- [抽出行]:
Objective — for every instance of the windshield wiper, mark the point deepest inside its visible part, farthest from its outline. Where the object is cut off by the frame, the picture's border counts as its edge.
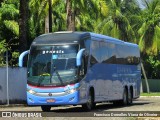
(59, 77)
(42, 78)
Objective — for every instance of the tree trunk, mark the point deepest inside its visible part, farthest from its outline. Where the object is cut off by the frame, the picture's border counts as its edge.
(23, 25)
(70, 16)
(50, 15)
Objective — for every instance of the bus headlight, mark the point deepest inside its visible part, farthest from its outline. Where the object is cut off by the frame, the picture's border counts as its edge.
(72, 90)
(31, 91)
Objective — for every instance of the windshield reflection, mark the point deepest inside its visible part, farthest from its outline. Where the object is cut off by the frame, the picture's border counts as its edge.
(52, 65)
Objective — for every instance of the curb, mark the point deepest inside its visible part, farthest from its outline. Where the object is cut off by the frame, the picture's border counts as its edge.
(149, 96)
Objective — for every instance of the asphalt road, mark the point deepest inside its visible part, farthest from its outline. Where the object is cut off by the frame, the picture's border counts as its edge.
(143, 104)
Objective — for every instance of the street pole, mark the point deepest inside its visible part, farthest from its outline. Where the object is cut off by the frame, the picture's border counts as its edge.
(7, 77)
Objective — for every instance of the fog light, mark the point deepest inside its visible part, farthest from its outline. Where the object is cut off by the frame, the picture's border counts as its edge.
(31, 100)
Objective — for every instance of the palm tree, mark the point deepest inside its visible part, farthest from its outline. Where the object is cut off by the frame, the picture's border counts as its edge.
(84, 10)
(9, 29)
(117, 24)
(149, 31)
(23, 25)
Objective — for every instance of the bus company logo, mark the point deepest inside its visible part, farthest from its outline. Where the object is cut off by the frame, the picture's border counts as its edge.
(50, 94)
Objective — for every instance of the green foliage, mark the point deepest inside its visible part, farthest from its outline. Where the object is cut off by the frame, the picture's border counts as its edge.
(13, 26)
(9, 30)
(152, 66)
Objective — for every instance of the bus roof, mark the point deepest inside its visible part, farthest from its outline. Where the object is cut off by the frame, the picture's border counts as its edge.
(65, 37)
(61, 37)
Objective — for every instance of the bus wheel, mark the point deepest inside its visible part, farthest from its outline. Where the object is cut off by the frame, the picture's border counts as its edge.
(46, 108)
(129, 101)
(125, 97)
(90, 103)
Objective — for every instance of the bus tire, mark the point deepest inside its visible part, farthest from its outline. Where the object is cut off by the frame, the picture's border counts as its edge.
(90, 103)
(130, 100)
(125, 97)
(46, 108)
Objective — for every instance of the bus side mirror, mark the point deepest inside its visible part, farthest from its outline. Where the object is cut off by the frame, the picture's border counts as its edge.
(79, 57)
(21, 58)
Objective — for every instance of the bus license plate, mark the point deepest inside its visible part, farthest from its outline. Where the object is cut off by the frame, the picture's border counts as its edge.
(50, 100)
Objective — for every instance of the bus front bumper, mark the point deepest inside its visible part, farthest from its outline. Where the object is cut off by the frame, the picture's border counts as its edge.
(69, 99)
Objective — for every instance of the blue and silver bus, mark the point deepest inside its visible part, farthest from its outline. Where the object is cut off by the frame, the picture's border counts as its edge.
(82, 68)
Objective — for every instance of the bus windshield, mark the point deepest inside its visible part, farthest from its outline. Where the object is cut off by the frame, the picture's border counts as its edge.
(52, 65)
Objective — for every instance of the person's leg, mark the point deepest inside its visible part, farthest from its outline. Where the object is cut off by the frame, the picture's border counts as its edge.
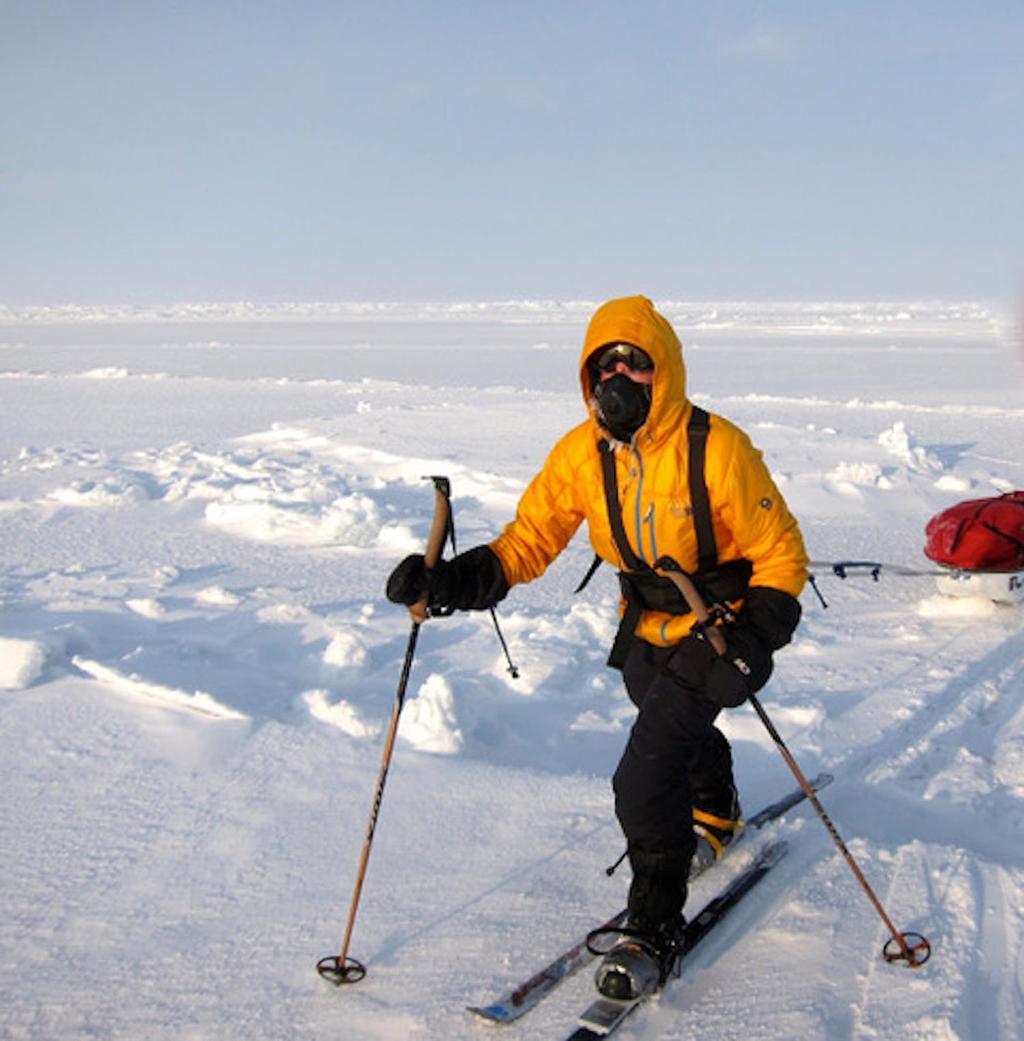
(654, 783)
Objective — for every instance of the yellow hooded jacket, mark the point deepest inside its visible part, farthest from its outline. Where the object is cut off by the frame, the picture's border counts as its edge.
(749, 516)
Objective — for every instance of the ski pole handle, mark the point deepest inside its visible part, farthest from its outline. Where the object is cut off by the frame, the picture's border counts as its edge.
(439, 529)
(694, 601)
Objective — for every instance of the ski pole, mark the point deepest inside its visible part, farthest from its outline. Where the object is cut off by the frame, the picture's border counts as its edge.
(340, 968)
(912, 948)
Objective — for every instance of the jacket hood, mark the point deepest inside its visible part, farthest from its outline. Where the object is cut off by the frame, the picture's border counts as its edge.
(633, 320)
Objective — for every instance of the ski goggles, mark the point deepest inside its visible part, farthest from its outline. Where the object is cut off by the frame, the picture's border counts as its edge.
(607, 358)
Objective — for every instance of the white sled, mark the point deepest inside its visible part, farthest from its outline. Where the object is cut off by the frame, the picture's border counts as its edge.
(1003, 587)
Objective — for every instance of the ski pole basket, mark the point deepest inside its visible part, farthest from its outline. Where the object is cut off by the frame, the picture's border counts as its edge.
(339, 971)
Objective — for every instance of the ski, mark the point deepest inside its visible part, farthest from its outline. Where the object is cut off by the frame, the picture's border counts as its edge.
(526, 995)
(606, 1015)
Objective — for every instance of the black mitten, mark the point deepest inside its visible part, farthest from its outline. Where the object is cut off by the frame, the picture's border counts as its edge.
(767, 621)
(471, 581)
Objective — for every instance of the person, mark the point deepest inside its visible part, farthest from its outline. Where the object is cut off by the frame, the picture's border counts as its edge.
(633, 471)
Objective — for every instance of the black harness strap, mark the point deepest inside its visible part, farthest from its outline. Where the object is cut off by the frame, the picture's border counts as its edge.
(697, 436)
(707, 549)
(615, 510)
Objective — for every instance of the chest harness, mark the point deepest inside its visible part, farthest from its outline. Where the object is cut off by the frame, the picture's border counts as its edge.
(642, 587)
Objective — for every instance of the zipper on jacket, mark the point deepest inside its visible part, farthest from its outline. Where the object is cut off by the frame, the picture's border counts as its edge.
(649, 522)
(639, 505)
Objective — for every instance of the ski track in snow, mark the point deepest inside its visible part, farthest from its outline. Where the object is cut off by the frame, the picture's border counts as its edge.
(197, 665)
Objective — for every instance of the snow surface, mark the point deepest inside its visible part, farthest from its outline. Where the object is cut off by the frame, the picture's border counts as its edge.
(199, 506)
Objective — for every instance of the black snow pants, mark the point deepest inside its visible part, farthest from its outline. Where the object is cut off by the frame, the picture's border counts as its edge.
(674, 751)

- [目標]:
上の行をすべて、一字も変えずにそのまま出力してください。画像は出力から除いてください。

- [結果]:
Objective — for every instance of the windshield wiper, mark the point deepest inside its visible part, farthest from its outline. Where the object is cut off by the frame, the picture's border counts as its edge.
(59, 77)
(42, 78)
Objective — for every instance of the tree trunk, mark the point deepest inside its visible part, farthest from its outline. Where the object is cut off by the frame, the picture's border counts as its edge.
(23, 25)
(70, 16)
(50, 15)
Objective — for every instance of the bus headlight, mark the point deepest inside its visible part, farthest from its outline. Where the object is cut off by the frame, the picture's border counts as its edge.
(72, 90)
(31, 91)
Objective — for every instance of the windshield reflection, mark the point deepest inside its visible part, farthest from its outline. Where the object is cut off by the frame, the picture's border counts as its edge.
(52, 65)
Objective — for every instance of the curb, mark the point deepest inside its visible part, farthest from its outline. Where the object is cut off by the frame, the picture's border counts as its edge.
(149, 96)
Objective — for every instance of the asphalt road, mark the point deepest inside its visible part, farthest from its outline. Where the object is cut off by the frame, the picture's border counts as its edge.
(143, 104)
Objective — for every instance of the street pole, mark the point deepest inside its visible part, farthest from its outline. Where the object is cut off by the frame, the picture's border counts as its edge.
(7, 77)
Objective — for every instance of the fog light, mark the point deepest inside its visible part, farthest from its outline. Where the object is cut off by the frame, the picture's border counts as its edge.
(31, 100)
Objective — for every instance of the palm tree, mark the point deepest inside its visible part, farthest from its outline. Where the object is cut off by the frame, the picture's border counts as its edge.
(84, 10)
(9, 29)
(117, 24)
(149, 31)
(23, 25)
Objective — for every instance of the bus company logo, mark the point deepest inside its visible part, farthest from its outline. Where the object is cut off by the frame, the picture's border counts as its edge.
(50, 94)
Objective — for every instance of the green foliage, mark the point deepest inside its visible part, farthest from its outline. Where the object is cut off by the frame, the picture's border counts as its edge.
(13, 26)
(9, 30)
(152, 66)
Objective — for every instance of the bus roof, mark the point deepest inside its visible part, farthest from its outline. Where the object is cut off by the frame, the picture's border counts as its edge.
(65, 37)
(61, 37)
Objective — for every instance of the bus wheel, mark the point deepest inside its visible part, farthest from its outline. Where the object is cut off by the frame, the picture's border counts as its edge.
(46, 108)
(129, 101)
(125, 97)
(90, 103)
Objective — for every instance of the bus tire, mark the point deepest inside its visible part, farthest from its outline. Where the object is cut off by the frame, the picture's border counts as its edge.
(90, 103)
(130, 100)
(125, 97)
(46, 108)
Objective — for every instance of the bus side mirror, mark the point deepest inside its visible part, farthest from its outline. Where the object is cut off by the frame, the picture's border counts as its edge.
(79, 57)
(21, 58)
Objective — for every instance of the bus license plate, mark the point deepest inside its visible part, farthest from its outline. Where the object is cut off by the frame, the picture's border counts as its edge.
(50, 100)
Objective — for every instance of the bus front bumper, mark the point deepest inside its visible part, farthest from its outline. Where the object is cut off by the frame, the picture's border counts as its edge.
(69, 99)
Objective — for every instance of the blue and silver bus, mark the point deepest inside its visible part, farthest from its outline. Where the object is cut off by the frame, the picture's border counts as its edge.
(82, 68)
Objective — for every instance of the bus windshield, mark the point deepest inside its visible part, farthest from its outline. Where the object is cut off by the frame, the picture's border counts as its edge.
(52, 65)
Objective — for every instance of the person's leg, mark the point deepest inside its visible part, farthest from its outline. Where the object is cut off by the frame, the picture's border counts as its edge.
(654, 783)
Objective — for every instance of the yellow hooded jacket, mark the point deepest inside its visible part, farthest from its outline. Where the object is cut off by the frame, the picture's border counts as its edge.
(749, 516)
Objective — for every instance of the ski pole handle, mark the point deepest inside its visible part, farthest from its outline. Where the object is cut off by the frame, the picture's border counts as its edge.
(439, 529)
(694, 601)
Objective — for every instance of the ski pole, mark the point deepest inside its visible part, farthest from its outline. Where the object is cut off by the frame, the picture's border counts as its edge.
(340, 968)
(912, 948)
Objective — for every instance of the jacket hood, mark the point deepest inside its visible part, farthest from its outline. Where the object is cut off by the frame, the picture's border counts as its edge.
(633, 320)
Objective — for every instance of the ski goggles, mark the point deepest inside its visible part, farthest from its outline. Where the object is cut off by the frame, the picture's border counts as its edge.
(607, 358)
Objective — for every instance of the white sled, mark the point deepest inside its visible part, farthest from its outline. Where the object is cut off by the frame, the picture's border counts as its edge.
(1003, 587)
Objective — for every instance of the ski pole basket, mark the point deepest inside its visible part, farthest from its outline. Where the object is cut off by the frame, the picture's border counts as its edge.
(339, 971)
Objective — for every instance of the ski, mark the point deepest inside its visible part, farthest from its outline. Where the object is cut off by the frame, the picture's border counts as its edge.
(526, 995)
(606, 1015)
Objective — for every instance of the black mitten, mark the point deepest inside its visible part, farthest from its outline. Where the object is cut off by the frame, the picture's border counts as its edge.
(767, 621)
(471, 581)
Objective — for every instance of the person, mark the point deepest inside its visible part, farthest from its outline. Where the object is cut off by the frame, the picture's border counts as its edge.
(633, 471)
Objective — for every instance of the black harness strap, mark the point deepest inside its visible part, farthest from its outline. Where the object is cut off by the frame, the picture's border counts as its edge.
(697, 436)
(707, 549)
(615, 510)
Objective — for every instance of the chest harness, mark the point deepest inside its visible part, farthest from its outline. Where the object is cut off by the frame, the picture's border counts as its edge.
(642, 587)
Objective — for every instance of the zipper on jacket, mark the point deepest inside its visible part, farthest from its outline. Where the object is cut off by the frame, the picture's border counts as its edge.
(649, 522)
(639, 505)
Objective — for every instance of the ski track in snow, mark the point deepest inside its visible part, farthest from its outline. Where the object is cut off by the frame, the picture's border counts as its edge.
(197, 665)
Objective — for every instance of the snow surface, mark the point deepest inside its visible part, farthest from its outline. Where the object is cut off by the frame, the picture's border counts as its edge.
(199, 506)
Objective — for every instance of the black snow pants, mark the point deepest inside its visible part, farthest from its outline. Where the object is cut off by the frame, the picture's border counts as its edge.
(674, 751)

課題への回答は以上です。